Data section:
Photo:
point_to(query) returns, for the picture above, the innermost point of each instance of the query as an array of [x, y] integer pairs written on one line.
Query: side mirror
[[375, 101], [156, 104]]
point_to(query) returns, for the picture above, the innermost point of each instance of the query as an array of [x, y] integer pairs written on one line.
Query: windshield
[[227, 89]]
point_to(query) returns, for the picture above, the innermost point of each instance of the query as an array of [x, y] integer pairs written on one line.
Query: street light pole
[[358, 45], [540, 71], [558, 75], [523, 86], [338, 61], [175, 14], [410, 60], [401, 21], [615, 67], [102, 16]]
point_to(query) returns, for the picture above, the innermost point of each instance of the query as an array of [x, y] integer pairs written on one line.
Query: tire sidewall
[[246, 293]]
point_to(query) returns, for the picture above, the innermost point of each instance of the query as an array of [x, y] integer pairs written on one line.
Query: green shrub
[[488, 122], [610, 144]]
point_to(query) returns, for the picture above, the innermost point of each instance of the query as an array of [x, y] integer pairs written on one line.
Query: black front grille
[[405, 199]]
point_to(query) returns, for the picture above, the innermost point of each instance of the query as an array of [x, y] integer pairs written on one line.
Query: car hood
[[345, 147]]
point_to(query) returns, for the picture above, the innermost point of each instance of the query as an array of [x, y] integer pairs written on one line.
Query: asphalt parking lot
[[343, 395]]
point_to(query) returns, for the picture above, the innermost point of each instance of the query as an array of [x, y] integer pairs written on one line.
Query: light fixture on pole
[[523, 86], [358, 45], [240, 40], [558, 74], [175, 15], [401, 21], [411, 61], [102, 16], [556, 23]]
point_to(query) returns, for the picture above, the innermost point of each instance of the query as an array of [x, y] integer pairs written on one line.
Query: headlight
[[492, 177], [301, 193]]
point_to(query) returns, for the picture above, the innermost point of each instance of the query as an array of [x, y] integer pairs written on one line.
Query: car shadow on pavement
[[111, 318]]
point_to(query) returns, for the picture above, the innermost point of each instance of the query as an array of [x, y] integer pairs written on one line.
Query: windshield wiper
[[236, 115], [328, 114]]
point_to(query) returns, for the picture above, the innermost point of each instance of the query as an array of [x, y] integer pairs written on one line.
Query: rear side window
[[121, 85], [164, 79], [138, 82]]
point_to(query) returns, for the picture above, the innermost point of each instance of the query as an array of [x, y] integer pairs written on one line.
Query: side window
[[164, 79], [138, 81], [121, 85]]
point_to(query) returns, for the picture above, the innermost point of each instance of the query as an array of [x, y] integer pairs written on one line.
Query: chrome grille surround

Directions: Go through the records and print each one exactly.

Response to the task:
Photo:
point_to(query) returns, for the picture above, the innermost point of each instance of the query as an array of [x, y] integer pairs written on one line.
Query: side mirror
[[375, 101], [156, 104]]
point_to(query) returns, for the picture above, the innermost point of each instance of the query as an array of [x, y] integer pairs written on one line.
Query: windshield
[[227, 89]]
point_to(query) returns, for the picture above, the innermost point of each instance of the query as an array of [x, y] integer pairs written on one line.
Query: street light pole
[[358, 45], [540, 71], [558, 75], [523, 86], [338, 61], [175, 14], [410, 60], [401, 21], [615, 67], [102, 16]]
point_to(query) returns, for the picture above, the innermost point of each instance of the query as an array of [x, y] integer pairs written on one line.
Query: tire sidewall
[[246, 293]]
point_to(query) returns, for the picture above, the innermost point of each instance of the query as an array of [x, y] integer pairs written on one line.
Query: green shrub
[[488, 122], [610, 144]]
point_to(query) returns, for the picture above, the innermost point of each instance of the query as an array of [x, y] integer pairs written on one line.
Query: black front grille
[[405, 199]]
point_to(query) returns, for the picture above, the innermost point of each instance of the query as an array of [x, y] integer pairs written on one line.
Query: car hood
[[345, 147]]
point_to(query) returns, for the picture above, the innermost point of each instance of the query as an array of [x, y] integer pairs written on one line.
Query: asphalt parking lot
[[343, 395]]
point_to(query) returns, for the picture above, the innermost point of each instance of the query as an array of [x, y] integer pairs written on one line.
Query: light fixture on pole
[[523, 86], [358, 45], [240, 40], [558, 74], [175, 15], [401, 21], [411, 61], [102, 16], [556, 23]]
point_to(query) returns, for the picture above, the innermost point of each instance of the query as an array of [x, y] integer pairs written on one line.
Query: headlight
[[492, 177], [301, 193]]
point_to(query) returns, for the picture above, the innermost point of each instance of the query as an array of [x, y] integer pairs written on one line.
Query: car shadow on pavement
[[111, 318]]
point_to(query) returns, for the picture above, the innermost point of each instance of the query as an array of [x, y] integer pairs written on one line.
Query: windshield wiper
[[236, 115], [328, 114]]
point_to(query) returns, for the picture above, the innermost point of each instance of the query as an array of [x, y] integer pairs written on one line.
Query: rear side window
[[121, 85], [164, 79], [138, 82]]
point_to(query) returns, for the picture above, the innermost point of each instance of the query as an array of [x, y] integer pairs written on one line.
Query: side window
[[164, 79], [138, 81], [121, 85]]
point_to(query) returns, for the picture above, the innermost point of each instance of the query as an array of [x, y] integer pairs written on one line.
Query: chrome grille surround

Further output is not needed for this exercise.